** What to do **
Tally the lines in the data below where the word "railway" appears, and give the tally alone.

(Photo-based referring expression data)
= Beginning of Section =

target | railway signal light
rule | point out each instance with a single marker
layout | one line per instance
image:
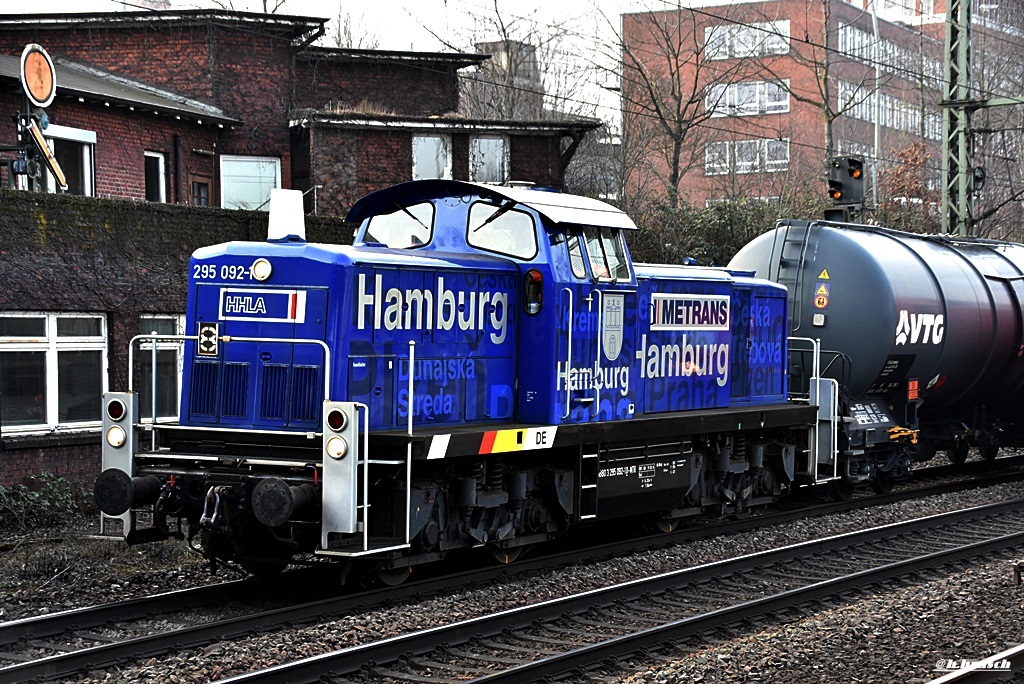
(846, 180)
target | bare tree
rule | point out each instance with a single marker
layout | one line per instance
(534, 74)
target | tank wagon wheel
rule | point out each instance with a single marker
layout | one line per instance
(958, 452)
(841, 489)
(667, 524)
(884, 483)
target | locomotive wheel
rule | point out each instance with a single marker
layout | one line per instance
(841, 489)
(883, 483)
(957, 453)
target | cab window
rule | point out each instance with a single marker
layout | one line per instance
(606, 254)
(501, 228)
(576, 255)
(406, 227)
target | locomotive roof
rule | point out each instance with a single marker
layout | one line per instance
(556, 207)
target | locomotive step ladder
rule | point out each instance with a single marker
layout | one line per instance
(348, 506)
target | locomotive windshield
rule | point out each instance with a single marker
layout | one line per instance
(607, 256)
(502, 229)
(406, 227)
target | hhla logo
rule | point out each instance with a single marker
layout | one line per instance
(920, 328)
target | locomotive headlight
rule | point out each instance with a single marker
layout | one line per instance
(116, 436)
(260, 269)
(337, 447)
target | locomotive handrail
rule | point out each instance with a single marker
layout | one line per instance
(223, 338)
(814, 387)
(155, 338)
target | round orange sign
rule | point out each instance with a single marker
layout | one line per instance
(38, 77)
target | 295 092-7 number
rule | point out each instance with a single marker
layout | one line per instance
(211, 271)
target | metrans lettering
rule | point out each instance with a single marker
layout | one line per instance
(427, 309)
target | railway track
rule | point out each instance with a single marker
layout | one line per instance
(61, 644)
(571, 634)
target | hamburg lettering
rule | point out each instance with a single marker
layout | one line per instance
(684, 359)
(426, 309)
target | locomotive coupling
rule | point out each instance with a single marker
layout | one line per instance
(116, 492)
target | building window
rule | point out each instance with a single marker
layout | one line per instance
(741, 99)
(747, 157)
(156, 181)
(200, 188)
(431, 157)
(169, 364)
(52, 371)
(731, 41)
(73, 147)
(246, 181)
(488, 159)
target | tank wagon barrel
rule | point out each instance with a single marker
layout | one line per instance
(937, 315)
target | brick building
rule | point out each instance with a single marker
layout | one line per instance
(212, 110)
(775, 87)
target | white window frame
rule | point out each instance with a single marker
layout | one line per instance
(51, 344)
(88, 141)
(741, 41)
(228, 203)
(445, 141)
(474, 154)
(162, 160)
(145, 351)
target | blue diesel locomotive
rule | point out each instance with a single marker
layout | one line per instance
(483, 367)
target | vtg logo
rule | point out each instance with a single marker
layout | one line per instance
(920, 328)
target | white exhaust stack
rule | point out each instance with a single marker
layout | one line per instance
(288, 221)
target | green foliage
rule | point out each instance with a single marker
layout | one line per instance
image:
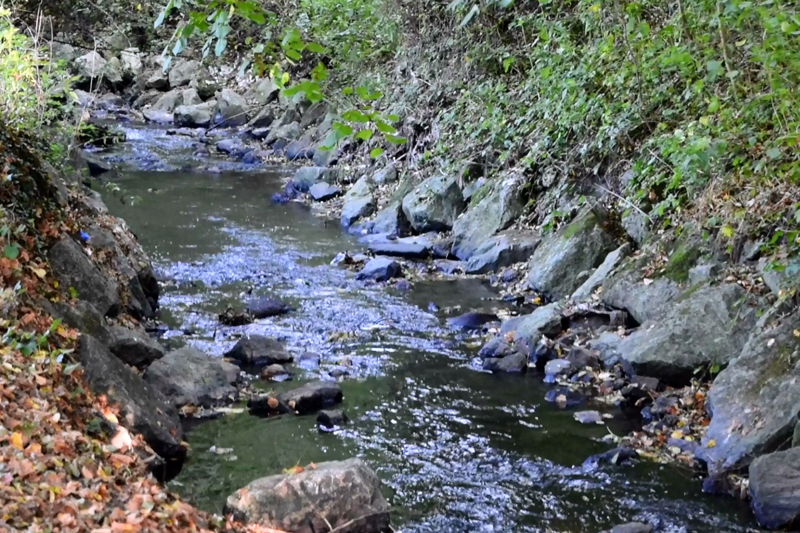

= End of Section =

** Written response **
2